Il progetto italo-somalo, gli investimenti e l’inchiesta di Ilaria Alpi 

 

*Ilaria Alpi e Miran Hrovatin*

Molte volte la tragica e oscura vicenda della morte della giornalista Ilaria Alpi e dell’operatore Miran Hrovatin è stata raccontata intrecciandone la trama con la storia parallela del sudpontino e del Golfo di Gaeta. Questo perché il tragico epilogo che ha portato alla morte dei due giornalisti uccisi in Somalia, il 20 marzo del 1994, per una rapina o un sequestro di persona finiti male, secondo la relazione di maggioranza della commissione parlamentare d’inchiesta costituita nel 2006 in Italia, coinvolgeva istituzioni, servizi segreti, forze armate e imprenditori italiani, tra i quali la Panapesca di Gaeta di Vito Panati.

 

*Il porto di Gaeta*

Infatti, secondo alcune testimonianze all’epoca della commissione, poi rilanciate negli ultimi giorni da Carmine Schiavone, Gaeta era il crocevia dei traffici delle navi cargo che facevano la spola con la Somalia, mentre i due indagavano proprio su un traffico internazionale di armi e rifiuti tossici, dall’ItaliaMa cosa c’entra Gaeta in questa storia? Anzitutto la città del golfo era uno di quei porti presso i quali spesso facevano scalo le navi della compagnia che si occupava degli scambi tra Italia e Somalia (della flotta Italo-Somala Shifco), nell’ambito di un progetto di cooperazione internazionale.

**Da svolgere:**
Elenca tutte le persone chiamate per nome nel testo sulla morte di Ilaria Alpi. Le righe sono materiale a sé, separato dal testo.

**Voci del dataset:**
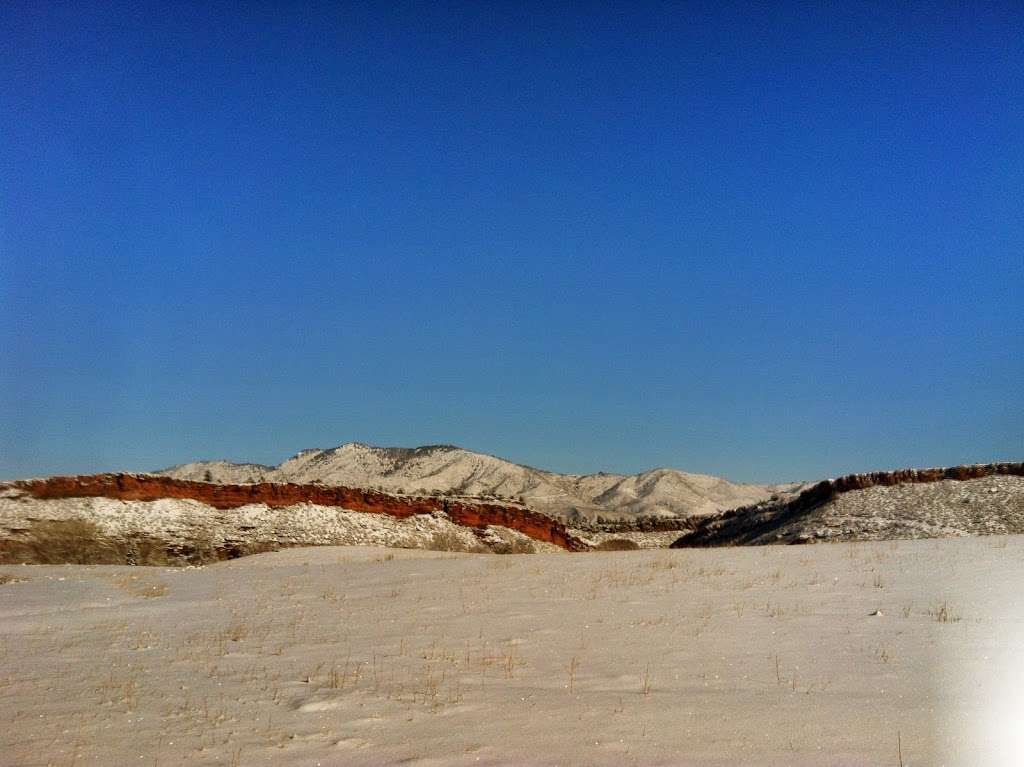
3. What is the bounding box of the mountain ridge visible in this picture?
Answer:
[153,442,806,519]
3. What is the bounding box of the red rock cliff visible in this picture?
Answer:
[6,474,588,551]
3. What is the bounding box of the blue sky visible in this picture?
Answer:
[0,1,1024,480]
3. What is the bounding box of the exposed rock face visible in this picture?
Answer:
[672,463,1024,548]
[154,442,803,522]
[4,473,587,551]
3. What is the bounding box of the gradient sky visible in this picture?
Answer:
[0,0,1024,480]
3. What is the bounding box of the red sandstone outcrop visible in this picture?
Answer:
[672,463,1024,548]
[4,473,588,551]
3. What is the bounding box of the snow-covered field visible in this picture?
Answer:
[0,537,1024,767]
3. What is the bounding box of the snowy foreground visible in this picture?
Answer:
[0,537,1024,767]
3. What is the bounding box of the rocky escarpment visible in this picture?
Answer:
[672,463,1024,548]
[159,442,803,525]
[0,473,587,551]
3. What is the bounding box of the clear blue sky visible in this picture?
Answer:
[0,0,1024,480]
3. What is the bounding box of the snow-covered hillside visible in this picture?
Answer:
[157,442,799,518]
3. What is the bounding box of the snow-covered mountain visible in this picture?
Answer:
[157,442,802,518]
* * *
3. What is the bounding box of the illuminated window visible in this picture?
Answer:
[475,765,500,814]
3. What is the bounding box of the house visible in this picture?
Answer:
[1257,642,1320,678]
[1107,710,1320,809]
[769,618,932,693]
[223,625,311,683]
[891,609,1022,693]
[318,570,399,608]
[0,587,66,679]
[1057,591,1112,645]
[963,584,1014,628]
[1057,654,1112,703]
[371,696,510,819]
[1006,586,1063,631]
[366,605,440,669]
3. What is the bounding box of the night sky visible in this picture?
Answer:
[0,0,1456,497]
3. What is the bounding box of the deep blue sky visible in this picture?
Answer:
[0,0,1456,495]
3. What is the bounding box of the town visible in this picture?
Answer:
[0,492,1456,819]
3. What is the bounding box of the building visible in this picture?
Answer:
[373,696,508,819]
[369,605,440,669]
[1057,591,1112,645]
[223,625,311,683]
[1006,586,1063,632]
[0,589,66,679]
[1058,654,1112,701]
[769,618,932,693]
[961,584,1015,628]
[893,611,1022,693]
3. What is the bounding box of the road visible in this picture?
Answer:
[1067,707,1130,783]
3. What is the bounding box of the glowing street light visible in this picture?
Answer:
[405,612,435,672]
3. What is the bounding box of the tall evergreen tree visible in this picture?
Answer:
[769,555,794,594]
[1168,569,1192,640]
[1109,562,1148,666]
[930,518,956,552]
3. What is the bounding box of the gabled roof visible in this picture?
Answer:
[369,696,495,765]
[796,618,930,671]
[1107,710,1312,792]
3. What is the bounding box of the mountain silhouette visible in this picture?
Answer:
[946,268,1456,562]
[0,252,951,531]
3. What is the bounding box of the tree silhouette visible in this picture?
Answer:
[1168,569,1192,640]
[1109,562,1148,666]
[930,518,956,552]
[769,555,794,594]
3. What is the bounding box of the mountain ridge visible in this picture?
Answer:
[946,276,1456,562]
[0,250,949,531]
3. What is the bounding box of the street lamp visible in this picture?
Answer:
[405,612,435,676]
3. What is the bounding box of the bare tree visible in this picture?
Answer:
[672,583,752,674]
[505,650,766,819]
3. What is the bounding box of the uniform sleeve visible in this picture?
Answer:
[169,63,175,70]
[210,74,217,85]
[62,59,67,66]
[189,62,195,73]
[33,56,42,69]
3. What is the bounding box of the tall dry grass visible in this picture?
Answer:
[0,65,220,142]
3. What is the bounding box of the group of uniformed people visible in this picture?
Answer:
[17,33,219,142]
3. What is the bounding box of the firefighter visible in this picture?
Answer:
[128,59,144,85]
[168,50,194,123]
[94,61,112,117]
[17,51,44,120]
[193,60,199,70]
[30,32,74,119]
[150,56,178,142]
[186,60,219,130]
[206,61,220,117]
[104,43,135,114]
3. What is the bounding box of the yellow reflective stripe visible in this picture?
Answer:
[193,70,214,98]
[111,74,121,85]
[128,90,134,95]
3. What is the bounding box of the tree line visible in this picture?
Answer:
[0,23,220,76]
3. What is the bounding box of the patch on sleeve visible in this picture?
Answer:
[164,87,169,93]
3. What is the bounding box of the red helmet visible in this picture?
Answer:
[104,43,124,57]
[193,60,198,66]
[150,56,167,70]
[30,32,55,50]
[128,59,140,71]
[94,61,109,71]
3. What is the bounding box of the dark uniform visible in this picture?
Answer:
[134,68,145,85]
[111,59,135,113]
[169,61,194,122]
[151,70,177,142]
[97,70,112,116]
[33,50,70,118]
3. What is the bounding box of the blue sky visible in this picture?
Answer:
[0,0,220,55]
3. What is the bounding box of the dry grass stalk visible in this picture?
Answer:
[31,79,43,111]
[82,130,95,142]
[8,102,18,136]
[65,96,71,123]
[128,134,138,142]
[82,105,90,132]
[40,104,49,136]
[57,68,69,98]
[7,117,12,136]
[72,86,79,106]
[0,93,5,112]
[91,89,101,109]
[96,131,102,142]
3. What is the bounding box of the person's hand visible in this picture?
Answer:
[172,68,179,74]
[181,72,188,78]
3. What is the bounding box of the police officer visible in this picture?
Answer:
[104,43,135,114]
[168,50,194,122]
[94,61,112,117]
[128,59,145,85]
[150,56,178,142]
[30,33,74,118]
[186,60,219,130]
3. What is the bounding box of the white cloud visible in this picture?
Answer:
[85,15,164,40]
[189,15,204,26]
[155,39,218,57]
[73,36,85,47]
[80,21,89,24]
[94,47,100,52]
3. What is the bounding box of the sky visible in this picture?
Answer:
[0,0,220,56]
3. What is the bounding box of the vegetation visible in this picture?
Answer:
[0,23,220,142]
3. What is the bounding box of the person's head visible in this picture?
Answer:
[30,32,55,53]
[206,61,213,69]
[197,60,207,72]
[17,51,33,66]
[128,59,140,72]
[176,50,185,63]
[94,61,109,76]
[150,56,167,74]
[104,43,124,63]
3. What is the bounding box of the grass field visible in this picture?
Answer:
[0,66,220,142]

**Risposta:**
Ilaria Alpi, Miran Hrovatin, Vito Panati, Carmine Schiavone